Brief =
Please copy, with no word changed, only the run of lines that opens with the line containing "Tag every instance of the chair" and closes with the last line below.

Data shown =
______________________________

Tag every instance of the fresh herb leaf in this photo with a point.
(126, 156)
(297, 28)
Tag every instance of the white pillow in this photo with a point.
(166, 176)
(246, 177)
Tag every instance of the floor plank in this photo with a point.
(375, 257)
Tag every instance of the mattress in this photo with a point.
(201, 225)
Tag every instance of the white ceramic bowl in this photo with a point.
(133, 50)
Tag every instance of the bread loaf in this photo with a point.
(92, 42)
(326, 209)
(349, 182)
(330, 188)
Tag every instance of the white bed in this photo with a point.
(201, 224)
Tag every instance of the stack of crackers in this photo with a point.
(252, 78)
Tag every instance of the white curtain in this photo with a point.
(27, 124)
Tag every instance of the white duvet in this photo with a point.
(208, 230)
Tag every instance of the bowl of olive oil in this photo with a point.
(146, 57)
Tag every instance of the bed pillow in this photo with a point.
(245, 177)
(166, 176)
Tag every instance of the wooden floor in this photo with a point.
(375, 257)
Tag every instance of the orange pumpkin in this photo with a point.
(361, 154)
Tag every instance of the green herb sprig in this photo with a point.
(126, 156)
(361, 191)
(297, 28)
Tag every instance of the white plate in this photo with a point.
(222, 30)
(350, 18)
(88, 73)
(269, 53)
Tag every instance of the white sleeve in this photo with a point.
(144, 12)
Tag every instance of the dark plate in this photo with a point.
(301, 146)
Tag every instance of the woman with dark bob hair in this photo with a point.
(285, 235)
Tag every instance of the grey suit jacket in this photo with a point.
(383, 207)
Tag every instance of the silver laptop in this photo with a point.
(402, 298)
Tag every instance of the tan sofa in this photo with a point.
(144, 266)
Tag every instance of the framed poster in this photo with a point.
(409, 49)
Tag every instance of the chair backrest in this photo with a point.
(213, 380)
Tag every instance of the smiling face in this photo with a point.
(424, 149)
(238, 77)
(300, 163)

______________________________

Response to this task =
Tag every instance of the chair backrest in this photo with a point.
(213, 380)
Tag every instance of the smiling face in this photo with a point.
(424, 149)
(238, 77)
(300, 163)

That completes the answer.